A: Armando Almánzar B., quien me enseñó a leer a Roland Barthes.
Vamos a empezar con una “generalidad”: no existe el mercado del texto. Entonces la escritura es un acto de inocencia en una época de ofertas y demandas. El que escribe debe tener claro que no lo hace para nadie. Si algún lector busca el placer de lo decible, deberá ser bajo su propio riesgo. Solo escribo para inscribirme en una pasión, no para adscribirme al mercado de las ideas banales.
Si existe un país en el mundo, donde cobra radical sentido la frase barthesiana que afirma: “la escritura y el lenguaje son los movimientos de una succión sin objeto”, es el nuestro, donde el lector no puede ser apelado aun por el mejor ensayo sobre nuestras ficciones o realidades. Casi nadie desea al texto. Definitivamente, somos lectores ocasionales de lo foráneo y enfermos fóbicos de lo intrínseco.

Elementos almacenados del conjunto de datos
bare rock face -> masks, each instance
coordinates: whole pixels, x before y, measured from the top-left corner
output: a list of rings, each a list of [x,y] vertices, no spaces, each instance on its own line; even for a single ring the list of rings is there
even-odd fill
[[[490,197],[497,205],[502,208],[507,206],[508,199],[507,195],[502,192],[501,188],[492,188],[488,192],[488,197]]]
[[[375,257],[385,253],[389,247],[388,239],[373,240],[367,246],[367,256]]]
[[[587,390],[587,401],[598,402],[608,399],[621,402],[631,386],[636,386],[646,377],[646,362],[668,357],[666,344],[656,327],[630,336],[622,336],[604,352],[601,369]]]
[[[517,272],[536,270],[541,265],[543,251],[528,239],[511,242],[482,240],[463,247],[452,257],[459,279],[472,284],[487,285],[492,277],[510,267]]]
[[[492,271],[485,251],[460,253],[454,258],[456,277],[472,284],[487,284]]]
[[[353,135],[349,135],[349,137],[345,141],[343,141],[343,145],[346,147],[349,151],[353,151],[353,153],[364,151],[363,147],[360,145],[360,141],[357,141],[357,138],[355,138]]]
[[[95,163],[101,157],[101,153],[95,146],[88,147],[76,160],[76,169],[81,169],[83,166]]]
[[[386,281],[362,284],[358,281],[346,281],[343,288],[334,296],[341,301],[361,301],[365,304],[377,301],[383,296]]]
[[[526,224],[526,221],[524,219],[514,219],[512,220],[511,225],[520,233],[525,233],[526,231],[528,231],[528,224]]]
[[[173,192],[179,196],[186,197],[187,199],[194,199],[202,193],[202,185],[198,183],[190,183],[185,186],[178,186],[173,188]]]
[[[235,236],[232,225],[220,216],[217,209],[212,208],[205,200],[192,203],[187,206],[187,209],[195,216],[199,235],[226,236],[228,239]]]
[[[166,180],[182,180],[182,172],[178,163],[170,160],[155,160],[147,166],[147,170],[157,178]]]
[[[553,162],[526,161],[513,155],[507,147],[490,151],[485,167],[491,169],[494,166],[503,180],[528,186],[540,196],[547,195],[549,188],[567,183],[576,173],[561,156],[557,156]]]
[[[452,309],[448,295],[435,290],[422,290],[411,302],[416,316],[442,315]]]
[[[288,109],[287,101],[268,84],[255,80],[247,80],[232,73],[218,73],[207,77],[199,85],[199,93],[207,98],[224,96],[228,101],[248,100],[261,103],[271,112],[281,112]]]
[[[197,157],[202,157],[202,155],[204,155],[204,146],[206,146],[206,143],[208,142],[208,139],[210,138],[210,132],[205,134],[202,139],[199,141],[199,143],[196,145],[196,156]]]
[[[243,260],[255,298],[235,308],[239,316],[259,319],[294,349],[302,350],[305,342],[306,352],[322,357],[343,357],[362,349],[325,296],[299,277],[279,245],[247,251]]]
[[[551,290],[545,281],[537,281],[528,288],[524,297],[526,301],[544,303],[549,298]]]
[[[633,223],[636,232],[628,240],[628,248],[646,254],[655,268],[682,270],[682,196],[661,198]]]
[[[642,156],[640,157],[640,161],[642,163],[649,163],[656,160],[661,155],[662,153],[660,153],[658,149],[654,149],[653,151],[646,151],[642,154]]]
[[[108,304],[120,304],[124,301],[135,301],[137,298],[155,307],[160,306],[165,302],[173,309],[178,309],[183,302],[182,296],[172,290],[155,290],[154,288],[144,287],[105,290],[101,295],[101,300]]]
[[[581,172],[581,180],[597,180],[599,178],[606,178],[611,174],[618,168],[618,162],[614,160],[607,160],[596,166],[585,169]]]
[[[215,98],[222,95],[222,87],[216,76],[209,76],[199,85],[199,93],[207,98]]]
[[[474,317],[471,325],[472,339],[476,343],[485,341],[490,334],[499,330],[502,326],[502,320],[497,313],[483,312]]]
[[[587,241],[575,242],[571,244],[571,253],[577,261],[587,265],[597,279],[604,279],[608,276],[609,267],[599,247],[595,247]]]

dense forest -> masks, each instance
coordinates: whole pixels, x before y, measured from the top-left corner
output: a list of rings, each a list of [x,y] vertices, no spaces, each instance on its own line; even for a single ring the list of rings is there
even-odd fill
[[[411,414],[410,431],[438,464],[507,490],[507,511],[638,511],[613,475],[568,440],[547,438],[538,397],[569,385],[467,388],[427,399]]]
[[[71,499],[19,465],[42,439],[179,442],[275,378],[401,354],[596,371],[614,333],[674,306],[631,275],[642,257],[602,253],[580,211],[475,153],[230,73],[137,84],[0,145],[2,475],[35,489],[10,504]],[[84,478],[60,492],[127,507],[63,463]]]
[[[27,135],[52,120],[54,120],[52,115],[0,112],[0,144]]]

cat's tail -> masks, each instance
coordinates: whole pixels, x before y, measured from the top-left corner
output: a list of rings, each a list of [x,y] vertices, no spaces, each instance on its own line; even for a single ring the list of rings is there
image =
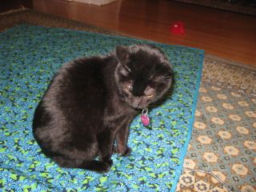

*EJERCICIOS PROPUESTOS*.
(1) Responde según el pasaje sobre la escritura:
(a) ¿Quién enseñó a leer a Roland Barthes a quien escribe?
(b) ¿Qué es lo que no existe, según la "generalidad" con la que se empieza?
(c) ¿Qué dos clases de lectores afirma el pasaje que "somos"?
(2) Transcribe del pasaje sobre la escritura el fragmento que empieza con "A: Armando Almánzar" y continúa hasta "las ideas banales.".

*RESPUESTAS POR EJERCICIO*.
(1)
(a) Armando Almánzar B.
(b) El mercado del texto.
(c) Lectores ocasionales de lo foráneo y enfermos fóbicos de lo intrínseco.

(2)
A: Armando Almánzar B., quien me enseñó a leer a Roland Barthes.
Vamos a empezar con una “generalidad”: no existe el mercado del texto. Entonces la escritura es un acto de inocencia en una época de ofertas y demandas. El que escribe debe tener claro que no lo hace para nadie. Si algún lector busca el placer de lo decible, deberá ser bajo su propio riesgo. Solo escribo para inscribirme en una pasión, no para adscribirme al mercado de las ideas banales.